RECORDS FOR THIS EXERCISE:
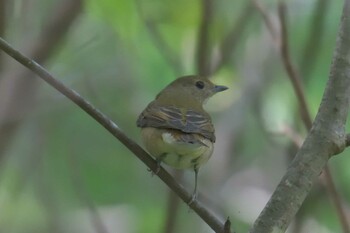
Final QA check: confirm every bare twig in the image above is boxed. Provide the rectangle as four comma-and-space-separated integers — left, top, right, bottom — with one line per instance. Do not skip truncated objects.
210, 1, 254, 74
300, 0, 331, 80
196, 0, 213, 76
0, 38, 230, 232
278, 1, 350, 232
136, 0, 182, 73
278, 2, 312, 129
250, 0, 350, 233
0, 0, 82, 158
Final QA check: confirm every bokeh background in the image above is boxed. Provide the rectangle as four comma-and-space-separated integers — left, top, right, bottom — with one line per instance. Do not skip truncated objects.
0, 0, 350, 233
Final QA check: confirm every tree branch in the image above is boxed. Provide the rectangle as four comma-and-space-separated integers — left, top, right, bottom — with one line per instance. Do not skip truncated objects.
278, 2, 312, 129
0, 38, 230, 232
250, 0, 350, 233
300, 0, 331, 79
196, 0, 213, 76
210, 1, 254, 74
136, 0, 183, 73
0, 0, 83, 159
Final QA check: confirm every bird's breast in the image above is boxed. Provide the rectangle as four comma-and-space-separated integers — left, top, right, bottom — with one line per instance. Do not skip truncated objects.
141, 127, 213, 169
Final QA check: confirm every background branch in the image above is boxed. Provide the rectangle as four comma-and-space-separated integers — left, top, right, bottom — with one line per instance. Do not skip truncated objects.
0, 38, 231, 232
251, 0, 350, 233
278, 2, 350, 233
0, 0, 83, 161
300, 0, 330, 80
195, 0, 213, 76
136, 0, 183, 73
210, 1, 254, 74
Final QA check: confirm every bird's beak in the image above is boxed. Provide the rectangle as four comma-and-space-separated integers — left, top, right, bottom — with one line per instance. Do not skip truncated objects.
214, 85, 228, 93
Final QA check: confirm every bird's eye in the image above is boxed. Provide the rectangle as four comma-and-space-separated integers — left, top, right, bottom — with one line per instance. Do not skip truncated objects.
196, 81, 204, 89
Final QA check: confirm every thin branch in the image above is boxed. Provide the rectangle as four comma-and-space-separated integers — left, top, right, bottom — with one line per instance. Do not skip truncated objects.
135, 0, 183, 73
278, 2, 350, 233
196, 0, 213, 76
0, 0, 83, 158
0, 38, 230, 232
210, 1, 254, 74
250, 0, 350, 233
278, 2, 312, 129
252, 0, 280, 45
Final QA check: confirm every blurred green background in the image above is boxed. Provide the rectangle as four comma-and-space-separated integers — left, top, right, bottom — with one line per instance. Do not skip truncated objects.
0, 0, 350, 233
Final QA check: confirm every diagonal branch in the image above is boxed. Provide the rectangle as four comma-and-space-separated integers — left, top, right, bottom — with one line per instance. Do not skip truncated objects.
196, 0, 213, 76
0, 0, 83, 159
136, 0, 182, 73
210, 1, 254, 74
250, 0, 350, 233
278, 2, 350, 233
300, 0, 331, 78
278, 3, 312, 129
0, 38, 232, 233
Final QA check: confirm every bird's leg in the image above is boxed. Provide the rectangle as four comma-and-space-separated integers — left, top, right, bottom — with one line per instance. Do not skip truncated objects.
187, 166, 199, 205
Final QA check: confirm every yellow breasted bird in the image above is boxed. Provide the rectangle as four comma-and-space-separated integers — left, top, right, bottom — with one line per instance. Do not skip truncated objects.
137, 75, 227, 202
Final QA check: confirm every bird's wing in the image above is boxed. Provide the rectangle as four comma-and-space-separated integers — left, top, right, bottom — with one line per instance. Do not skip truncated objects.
137, 102, 215, 142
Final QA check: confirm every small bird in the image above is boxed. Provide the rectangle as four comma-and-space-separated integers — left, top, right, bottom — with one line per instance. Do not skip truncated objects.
137, 75, 228, 204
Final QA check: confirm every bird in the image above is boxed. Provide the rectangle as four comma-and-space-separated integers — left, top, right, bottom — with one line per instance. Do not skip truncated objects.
136, 75, 228, 204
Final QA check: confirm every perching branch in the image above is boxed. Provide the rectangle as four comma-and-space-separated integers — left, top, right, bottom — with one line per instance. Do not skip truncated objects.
195, 0, 213, 77
210, 1, 254, 74
136, 0, 183, 73
0, 38, 231, 233
278, 2, 350, 233
250, 0, 350, 233
0, 0, 83, 158
300, 0, 331, 78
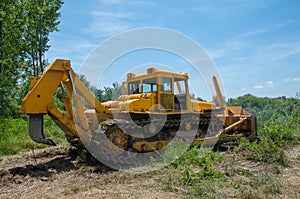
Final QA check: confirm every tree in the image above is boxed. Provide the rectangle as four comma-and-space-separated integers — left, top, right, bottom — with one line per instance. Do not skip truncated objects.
22, 0, 62, 76
0, 0, 62, 117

JOB: Please copy the material above line for line, starting at the line that has "Final QA check: confirm every background" and ending after the line that has "214, 85, 228, 93".

TASK OUTPUT:
Final QA check: confirm every background branch in the image above is boxed. Provide the rectangle as four comma-and-space-separated integers — left, top, right, bottom — with one line per instance. Do not skip truncated objects.
0, 38, 231, 232
251, 0, 350, 233
278, 2, 350, 233
0, 0, 83, 161
300, 0, 330, 80
195, 0, 213, 76
136, 0, 183, 73
210, 1, 254, 74
Final QA check: confirm every bird's beak in the image above is boxed. Provide the rectangle as four comma-and-space-separated integers — left, top, right, bottom — with one line per instance. Do not skip truncated objects.
214, 85, 228, 93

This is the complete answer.